→ **Exercise details**
From the records below, reproduce every line, requests included, starting with the line containing "The component shall identify every instance of the red poppy" and going on through the line containing "(1151, 872)", and scale each coordinate in the answer points by 1.85, rounding to whole numbers with halves going up. Give only those lines.

[Saved entries]

# # # # #

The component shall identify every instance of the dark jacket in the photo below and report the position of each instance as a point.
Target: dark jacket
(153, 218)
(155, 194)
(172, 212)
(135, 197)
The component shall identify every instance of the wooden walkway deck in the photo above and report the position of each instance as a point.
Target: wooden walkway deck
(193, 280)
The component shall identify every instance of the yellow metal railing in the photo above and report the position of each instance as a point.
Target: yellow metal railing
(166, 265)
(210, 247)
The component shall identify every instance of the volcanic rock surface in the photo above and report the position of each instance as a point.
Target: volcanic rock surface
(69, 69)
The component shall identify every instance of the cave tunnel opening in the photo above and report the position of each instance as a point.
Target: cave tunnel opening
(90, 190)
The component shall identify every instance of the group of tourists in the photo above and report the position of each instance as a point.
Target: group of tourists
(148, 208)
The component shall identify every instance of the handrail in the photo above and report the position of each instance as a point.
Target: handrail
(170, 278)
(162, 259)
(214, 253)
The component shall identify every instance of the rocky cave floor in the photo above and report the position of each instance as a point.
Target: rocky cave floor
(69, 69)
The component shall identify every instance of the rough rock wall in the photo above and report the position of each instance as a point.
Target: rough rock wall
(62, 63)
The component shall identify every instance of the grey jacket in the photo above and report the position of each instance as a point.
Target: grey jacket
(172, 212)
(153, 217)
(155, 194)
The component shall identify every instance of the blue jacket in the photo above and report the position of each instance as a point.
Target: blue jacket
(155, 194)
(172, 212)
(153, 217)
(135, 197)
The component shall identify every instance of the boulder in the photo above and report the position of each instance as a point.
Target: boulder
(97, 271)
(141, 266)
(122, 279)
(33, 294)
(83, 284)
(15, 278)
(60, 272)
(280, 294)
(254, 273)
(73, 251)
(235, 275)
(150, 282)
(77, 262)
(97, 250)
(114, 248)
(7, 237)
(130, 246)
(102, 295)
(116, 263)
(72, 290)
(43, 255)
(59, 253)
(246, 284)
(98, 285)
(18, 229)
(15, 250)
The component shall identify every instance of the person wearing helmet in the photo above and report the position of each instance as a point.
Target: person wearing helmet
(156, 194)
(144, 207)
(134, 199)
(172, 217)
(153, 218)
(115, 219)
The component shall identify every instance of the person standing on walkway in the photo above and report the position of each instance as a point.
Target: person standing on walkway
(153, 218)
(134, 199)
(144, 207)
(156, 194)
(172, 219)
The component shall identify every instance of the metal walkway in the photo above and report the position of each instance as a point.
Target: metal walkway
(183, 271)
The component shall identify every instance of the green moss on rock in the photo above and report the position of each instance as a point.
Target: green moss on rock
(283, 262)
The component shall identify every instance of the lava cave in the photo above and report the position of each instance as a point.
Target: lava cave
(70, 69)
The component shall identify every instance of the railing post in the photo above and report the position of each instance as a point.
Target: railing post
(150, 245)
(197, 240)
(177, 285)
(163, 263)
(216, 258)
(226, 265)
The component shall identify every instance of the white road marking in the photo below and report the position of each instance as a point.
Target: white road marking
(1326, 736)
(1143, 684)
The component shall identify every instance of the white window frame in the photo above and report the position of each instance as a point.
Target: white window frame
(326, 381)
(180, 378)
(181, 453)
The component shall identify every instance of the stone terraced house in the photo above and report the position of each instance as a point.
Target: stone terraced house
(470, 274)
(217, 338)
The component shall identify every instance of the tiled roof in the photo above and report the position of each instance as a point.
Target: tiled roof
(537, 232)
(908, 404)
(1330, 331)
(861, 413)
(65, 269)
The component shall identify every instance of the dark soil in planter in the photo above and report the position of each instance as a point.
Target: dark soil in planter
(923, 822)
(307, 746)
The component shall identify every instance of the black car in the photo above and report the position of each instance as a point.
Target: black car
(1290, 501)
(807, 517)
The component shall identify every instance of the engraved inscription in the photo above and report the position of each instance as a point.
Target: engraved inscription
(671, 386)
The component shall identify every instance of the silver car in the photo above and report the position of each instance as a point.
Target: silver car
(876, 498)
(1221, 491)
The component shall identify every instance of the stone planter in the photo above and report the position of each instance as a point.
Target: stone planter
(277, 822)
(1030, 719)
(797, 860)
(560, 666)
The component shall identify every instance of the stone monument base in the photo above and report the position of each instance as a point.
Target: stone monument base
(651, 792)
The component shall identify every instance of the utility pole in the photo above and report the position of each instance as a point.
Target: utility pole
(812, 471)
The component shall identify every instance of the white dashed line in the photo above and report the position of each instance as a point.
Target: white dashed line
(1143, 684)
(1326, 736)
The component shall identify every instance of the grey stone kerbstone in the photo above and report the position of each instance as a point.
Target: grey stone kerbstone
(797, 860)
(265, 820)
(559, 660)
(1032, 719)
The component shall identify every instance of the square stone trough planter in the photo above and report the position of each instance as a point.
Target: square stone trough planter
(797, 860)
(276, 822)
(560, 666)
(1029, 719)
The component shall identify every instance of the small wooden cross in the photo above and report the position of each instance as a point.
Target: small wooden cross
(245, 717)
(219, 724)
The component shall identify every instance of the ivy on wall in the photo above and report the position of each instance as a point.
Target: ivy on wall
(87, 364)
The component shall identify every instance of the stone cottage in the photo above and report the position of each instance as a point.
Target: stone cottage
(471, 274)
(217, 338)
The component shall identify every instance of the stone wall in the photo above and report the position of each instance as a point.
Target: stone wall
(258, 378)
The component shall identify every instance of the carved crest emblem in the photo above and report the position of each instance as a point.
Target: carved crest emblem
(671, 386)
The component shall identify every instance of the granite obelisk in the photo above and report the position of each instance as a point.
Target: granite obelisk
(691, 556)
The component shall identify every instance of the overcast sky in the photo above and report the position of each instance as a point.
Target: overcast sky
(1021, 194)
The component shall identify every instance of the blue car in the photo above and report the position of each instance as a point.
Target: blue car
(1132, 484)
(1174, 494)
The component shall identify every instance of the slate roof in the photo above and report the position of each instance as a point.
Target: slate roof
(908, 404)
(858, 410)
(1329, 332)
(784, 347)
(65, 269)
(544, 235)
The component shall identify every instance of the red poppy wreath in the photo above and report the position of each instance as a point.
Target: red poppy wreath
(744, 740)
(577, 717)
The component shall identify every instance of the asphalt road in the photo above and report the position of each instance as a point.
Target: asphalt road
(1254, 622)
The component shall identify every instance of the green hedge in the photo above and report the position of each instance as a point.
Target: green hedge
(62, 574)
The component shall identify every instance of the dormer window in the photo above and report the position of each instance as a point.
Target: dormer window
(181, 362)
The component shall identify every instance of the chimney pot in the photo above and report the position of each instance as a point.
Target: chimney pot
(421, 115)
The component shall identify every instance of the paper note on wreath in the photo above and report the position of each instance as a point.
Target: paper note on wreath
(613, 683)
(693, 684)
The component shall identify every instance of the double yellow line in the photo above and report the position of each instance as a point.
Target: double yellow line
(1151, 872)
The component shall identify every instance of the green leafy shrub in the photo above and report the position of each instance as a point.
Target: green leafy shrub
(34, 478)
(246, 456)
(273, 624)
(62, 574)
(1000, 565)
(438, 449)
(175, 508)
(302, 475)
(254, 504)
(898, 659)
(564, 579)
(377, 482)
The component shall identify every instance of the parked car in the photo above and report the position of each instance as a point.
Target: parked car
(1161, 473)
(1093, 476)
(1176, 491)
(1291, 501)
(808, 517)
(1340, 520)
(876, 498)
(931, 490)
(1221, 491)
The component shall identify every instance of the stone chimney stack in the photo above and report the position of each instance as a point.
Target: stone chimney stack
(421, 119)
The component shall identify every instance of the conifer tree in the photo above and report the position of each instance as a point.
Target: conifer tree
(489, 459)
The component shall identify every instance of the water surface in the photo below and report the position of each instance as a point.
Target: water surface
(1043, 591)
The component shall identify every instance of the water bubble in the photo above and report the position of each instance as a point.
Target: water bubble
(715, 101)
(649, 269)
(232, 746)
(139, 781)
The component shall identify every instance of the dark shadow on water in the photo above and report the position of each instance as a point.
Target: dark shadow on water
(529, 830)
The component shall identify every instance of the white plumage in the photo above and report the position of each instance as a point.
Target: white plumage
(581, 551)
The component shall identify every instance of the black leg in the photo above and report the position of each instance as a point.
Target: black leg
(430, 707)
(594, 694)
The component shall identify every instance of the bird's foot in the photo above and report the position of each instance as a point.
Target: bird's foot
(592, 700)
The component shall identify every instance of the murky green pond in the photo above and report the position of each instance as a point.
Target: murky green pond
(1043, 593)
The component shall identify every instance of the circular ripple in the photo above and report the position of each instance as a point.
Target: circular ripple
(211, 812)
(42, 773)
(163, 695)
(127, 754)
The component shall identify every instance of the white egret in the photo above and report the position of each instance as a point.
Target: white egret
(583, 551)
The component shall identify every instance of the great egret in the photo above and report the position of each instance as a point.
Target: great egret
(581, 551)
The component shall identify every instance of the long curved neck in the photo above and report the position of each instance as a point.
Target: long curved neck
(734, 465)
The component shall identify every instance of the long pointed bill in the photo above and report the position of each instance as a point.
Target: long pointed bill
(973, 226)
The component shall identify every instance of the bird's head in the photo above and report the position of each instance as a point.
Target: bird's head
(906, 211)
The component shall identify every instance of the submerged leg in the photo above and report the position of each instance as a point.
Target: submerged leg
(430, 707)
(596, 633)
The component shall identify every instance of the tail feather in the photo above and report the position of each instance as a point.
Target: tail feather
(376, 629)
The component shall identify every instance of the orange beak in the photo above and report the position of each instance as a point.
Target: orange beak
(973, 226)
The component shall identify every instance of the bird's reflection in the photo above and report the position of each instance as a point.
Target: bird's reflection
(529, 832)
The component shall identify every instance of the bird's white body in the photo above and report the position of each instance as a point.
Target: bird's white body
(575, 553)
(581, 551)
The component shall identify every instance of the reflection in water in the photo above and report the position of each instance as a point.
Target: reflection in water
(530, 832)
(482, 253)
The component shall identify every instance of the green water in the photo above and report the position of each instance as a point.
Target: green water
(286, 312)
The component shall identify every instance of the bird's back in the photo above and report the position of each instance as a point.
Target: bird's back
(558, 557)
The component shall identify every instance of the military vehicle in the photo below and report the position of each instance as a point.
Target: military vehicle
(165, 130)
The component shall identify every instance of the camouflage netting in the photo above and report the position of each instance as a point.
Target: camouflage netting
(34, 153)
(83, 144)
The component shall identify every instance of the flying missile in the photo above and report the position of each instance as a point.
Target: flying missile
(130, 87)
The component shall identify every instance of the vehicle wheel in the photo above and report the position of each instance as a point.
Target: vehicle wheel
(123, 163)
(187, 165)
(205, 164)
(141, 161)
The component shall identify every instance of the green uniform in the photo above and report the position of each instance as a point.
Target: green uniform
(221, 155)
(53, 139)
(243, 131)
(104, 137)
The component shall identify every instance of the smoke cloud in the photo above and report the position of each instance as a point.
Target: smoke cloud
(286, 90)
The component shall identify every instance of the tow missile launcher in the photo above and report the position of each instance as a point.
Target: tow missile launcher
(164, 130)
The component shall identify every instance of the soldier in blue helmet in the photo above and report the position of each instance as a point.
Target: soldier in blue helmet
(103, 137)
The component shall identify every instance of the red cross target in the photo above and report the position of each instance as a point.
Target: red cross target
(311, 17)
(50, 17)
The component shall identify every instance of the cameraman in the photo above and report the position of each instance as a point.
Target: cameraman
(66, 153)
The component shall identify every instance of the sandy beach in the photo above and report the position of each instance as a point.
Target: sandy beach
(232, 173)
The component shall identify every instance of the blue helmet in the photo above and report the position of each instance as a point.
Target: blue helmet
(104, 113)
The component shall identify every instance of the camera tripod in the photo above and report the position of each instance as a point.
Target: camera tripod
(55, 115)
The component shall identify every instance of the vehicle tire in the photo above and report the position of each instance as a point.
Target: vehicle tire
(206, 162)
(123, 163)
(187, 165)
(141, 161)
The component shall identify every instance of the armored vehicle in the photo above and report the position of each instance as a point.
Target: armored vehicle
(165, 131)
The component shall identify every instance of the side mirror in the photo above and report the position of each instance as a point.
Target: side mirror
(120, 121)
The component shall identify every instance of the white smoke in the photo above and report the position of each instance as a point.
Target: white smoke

# # # # #

→ **Solved exercise**
The component shall identify every instance of the red poppy wreath in the photo above and report the position of each instance as a point.
Target: red poppy wreath
(1376, 1369)
(1067, 1326)
The component shall identify every instance of the asphalt road in the photo above and report the position of each instance as a point.
Target: asphalt road
(2320, 1151)
The component shall identify every instance of the green hedge in the photo above and report the position of each instance as a point.
Target: green hedge
(115, 1062)
The component shall identify every instance of the dormer window in the photo above and report the position of each instance as a point.
Target: dormer window
(335, 670)
The component shall identify every instance of the chimney pot in the photo above and report the position of each instance as a point.
Target: chimney pot
(779, 213)
The component shall identify every instance of the paper note on wreath in the photo above and report the position of each instance as a point.
Target: paper note on wreath
(1134, 1264)
(1282, 1265)
The component shall identify every instance of the double yellow line in the photo above and report the position of each instance as a point.
Target: double yellow line
(2129, 1613)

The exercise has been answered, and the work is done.